*RECORD EXCERPTS:*

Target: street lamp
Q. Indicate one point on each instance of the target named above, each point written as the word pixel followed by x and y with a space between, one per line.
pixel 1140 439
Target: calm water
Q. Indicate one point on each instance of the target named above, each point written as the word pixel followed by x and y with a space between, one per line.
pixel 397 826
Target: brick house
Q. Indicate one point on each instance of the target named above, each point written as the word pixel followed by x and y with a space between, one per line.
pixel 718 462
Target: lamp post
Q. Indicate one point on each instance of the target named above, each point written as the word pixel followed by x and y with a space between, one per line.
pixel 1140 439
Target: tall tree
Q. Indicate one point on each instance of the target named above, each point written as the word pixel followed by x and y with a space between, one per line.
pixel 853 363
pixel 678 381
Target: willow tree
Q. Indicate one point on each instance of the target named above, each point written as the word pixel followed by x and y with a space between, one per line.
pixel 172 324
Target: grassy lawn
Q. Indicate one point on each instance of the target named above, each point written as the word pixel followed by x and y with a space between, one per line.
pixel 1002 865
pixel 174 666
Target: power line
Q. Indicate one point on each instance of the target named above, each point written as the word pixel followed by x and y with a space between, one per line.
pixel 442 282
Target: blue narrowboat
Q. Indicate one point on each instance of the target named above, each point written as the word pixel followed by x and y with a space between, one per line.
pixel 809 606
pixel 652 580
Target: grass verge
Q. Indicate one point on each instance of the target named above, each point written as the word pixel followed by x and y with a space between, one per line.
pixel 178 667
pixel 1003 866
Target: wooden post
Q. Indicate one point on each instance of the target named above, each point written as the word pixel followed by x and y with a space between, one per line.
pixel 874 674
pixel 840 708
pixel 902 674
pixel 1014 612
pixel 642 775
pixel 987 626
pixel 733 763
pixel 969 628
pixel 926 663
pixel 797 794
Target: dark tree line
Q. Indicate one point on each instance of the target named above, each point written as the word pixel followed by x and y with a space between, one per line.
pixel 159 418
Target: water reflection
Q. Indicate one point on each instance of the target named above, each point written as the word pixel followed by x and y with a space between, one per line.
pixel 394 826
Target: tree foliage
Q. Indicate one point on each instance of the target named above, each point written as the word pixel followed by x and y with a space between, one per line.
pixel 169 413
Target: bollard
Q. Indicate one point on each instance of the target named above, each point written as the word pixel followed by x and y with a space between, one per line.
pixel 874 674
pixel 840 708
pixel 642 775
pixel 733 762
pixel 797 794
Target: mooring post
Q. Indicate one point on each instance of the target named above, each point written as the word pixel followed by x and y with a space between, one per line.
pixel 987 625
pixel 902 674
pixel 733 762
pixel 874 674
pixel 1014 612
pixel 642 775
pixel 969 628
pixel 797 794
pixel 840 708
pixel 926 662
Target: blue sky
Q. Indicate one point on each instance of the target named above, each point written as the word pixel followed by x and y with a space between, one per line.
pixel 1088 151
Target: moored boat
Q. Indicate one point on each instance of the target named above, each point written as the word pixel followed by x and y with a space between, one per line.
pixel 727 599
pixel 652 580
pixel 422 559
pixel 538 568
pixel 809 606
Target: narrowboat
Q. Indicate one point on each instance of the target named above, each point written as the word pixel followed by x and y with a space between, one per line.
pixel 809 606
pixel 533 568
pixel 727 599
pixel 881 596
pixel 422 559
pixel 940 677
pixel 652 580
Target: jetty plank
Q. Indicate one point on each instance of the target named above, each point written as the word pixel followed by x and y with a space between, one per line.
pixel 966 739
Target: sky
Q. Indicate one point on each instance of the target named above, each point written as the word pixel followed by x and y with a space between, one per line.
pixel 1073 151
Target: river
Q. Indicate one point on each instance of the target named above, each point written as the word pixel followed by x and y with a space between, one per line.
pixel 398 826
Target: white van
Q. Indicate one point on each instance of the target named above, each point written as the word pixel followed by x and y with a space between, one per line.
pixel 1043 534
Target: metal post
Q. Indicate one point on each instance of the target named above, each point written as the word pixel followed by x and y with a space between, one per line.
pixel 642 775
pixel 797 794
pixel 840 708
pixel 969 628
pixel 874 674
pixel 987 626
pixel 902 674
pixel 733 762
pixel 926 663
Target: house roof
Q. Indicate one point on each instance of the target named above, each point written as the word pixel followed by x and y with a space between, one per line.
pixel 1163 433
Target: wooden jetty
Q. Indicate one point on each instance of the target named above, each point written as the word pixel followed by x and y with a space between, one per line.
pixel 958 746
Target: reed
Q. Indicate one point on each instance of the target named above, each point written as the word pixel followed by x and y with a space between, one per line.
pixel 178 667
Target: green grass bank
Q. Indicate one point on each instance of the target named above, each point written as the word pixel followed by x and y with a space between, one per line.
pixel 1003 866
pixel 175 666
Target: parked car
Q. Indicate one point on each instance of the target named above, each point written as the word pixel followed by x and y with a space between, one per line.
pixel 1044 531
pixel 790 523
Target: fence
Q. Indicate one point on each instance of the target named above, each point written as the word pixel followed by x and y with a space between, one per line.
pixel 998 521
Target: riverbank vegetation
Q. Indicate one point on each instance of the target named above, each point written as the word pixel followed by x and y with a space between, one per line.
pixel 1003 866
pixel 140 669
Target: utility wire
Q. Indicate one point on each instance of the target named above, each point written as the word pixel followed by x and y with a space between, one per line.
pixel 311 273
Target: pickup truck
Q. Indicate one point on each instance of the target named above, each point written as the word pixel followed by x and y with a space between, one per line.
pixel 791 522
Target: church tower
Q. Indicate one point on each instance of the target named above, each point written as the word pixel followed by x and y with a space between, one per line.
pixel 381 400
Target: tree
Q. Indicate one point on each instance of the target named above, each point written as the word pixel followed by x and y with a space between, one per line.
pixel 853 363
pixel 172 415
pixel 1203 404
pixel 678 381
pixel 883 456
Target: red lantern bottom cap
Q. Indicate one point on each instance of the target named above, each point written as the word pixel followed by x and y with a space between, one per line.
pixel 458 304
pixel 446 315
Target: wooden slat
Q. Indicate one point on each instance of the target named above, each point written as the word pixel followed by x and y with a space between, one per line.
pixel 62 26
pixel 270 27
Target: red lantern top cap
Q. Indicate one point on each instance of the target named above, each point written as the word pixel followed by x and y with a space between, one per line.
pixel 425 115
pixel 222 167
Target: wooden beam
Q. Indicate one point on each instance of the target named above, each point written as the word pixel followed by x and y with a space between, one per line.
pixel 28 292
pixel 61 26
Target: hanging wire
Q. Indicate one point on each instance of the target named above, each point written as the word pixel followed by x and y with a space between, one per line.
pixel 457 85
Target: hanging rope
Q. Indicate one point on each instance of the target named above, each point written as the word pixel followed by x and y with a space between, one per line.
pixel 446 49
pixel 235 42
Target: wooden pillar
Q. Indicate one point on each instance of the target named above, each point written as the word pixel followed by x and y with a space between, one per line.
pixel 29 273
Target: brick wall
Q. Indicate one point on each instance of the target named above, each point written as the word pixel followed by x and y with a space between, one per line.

*THE EXERCISE:* Retype the part of the data that opens with the line containing "Target: green grass bank" and closes with the line containing "pixel 175 666", including both of those lines, without changing anything.

*ANSWER:*
Target: green grass bank
Q. Indicate one point on each instance of the target named above, each point written as the word pixel followed by x and y with a space between, one per line.
pixel 1003 866
pixel 175 666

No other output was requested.